» **Quoted text**:
The present disclosure relates to a relay module, in particular an electromagnetic relay module, and an arrangement with an electromagnetic relay module.

BACKGROUND

In the case of electromagnetic relays, there is the problem of heating due to the high coil currents that are used to attract the armature from an open position to a holding position, to close the relay. A minimum response surge is used to tighten the armature. To hold the anchor in the closed state, a lower holding flow rate is used in comparison to this. Since a stronger magnetic field and thus a greater magnetic flow through the excitation coil is used for attraction than for holding the armature in the holding position, solutions are desirable to reduce the magnetic flow through the excitation coil after the armature has been tightened in the holding position and for the period of time in which the armature is held in the holding position, and thus to reduce the power and consequently the heating of the relay, for the period in which the relay is kept closed. In some examples, pulse width modulation (PWM) is applied to the supply voltage to reduce the coil current to an advantageous value for the desired period of time. However, complex microelectronic components and correspondingly complex switching architectures are used for PWM control. The PWM can also have electromagnetic effects on the environment, which can be undesirable.

SUMMARY

An improved concept for a relay module is described herein.

The improved relay module is achieved by the subject matter of the independent claims. Advantageous aspects of the disclosure are the subject matter of the dependent claims, the description and the accompanying figures.

The improved relay module enables reducing the coil current by an increase of the total resistance of the relay module after the relay has fully tightened, in particular the relay coils of both relays of the relay module, with an unchanged supply voltage, in particular constant and stable applied voltage, and thus to reduce the relay power or the electrical power and thus the heat generation or the heat dissipation.

According to a first aspect, the object is achieved by an electromagnetic relay module, comprising: a first circuit branch comprising a first capacitor and a first relay connected in series with the first capacitor, a second circuit branch comprising a second capacitor and a second relay connected in series with the second capacitor, a switching element which is arranged between the first circuit branch and the second circuit branch and comprises a first switching state and a second switching state, wherein in the first switching state of the switching element the first circuit branch and the second circuit branch are arranged in a parallel connection, and wherein in the second switching state of the switching element the first relay and the second relay are arranged in a series connection, and wherein the switching element is configured to change from the first switching state to the second switching state in the switch-on process of the relay module to increase the total resistance of the relay module.

This has the technical advantage that a relay module can be provided whose coil power of the first relay or second relay is automatically reduced from a pull-in power, which may be provided to respectively attract the armature from an open position to the holding position, to a lower holding power, which may be applied to hold the armature in the holding position, as soon as the first armature and the second armature are fully tightened in the holding position. The holding position of the relay module can be defined in such a way that the first armature of the first relay and the second armature of the second relay are closed, i.e. both relays have pulled through completely.

The configuration of the present relay module with two interconnected relays enables the total resistance of the relay module to be changed, in particular to be increased, by converting the circuit arrangement of the two relays from a parallel circuit to a series circuit of the relays.

By switching the parallel connection of the first circuit branch and the second circuit branch into the series connection of the first relay and the second relay, the total resistance of the relay module, in particular a combination of the first relay and the second relay, is increased.

» **Data excerpt**:
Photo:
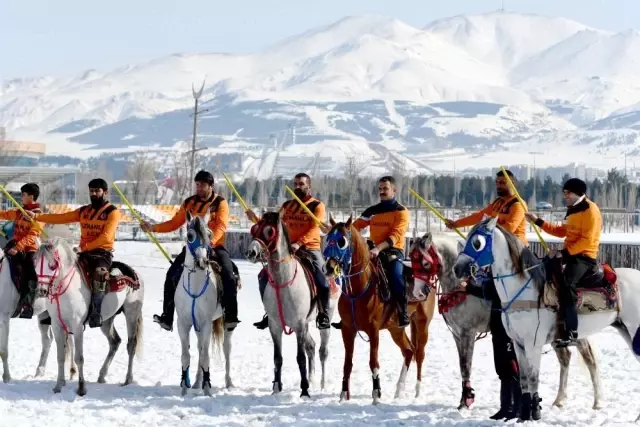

» **What to produce**: Decide whether each statement below agrees with the relay module text, answering yes or no and quoting the deciding words. 1. In the second switching state, the first relay and the second relay are connected in series. 2. The improved relay module reduces the coil current by lowering the supply voltage. 3. Holding the anchor closed uses a lower flow rate than the one used to tighten the armature.

» **Answer to the exercise**:
1. Yes: "in the second switching state of the switching element the first relay and the second relay are arranged in a series connection"
2. No: "with an unchanged supply voltage, in particular constant and stable applied voltage"
3. Yes: "To hold the anchor in the closed state, a lower holding flow rate is used in comparison to this."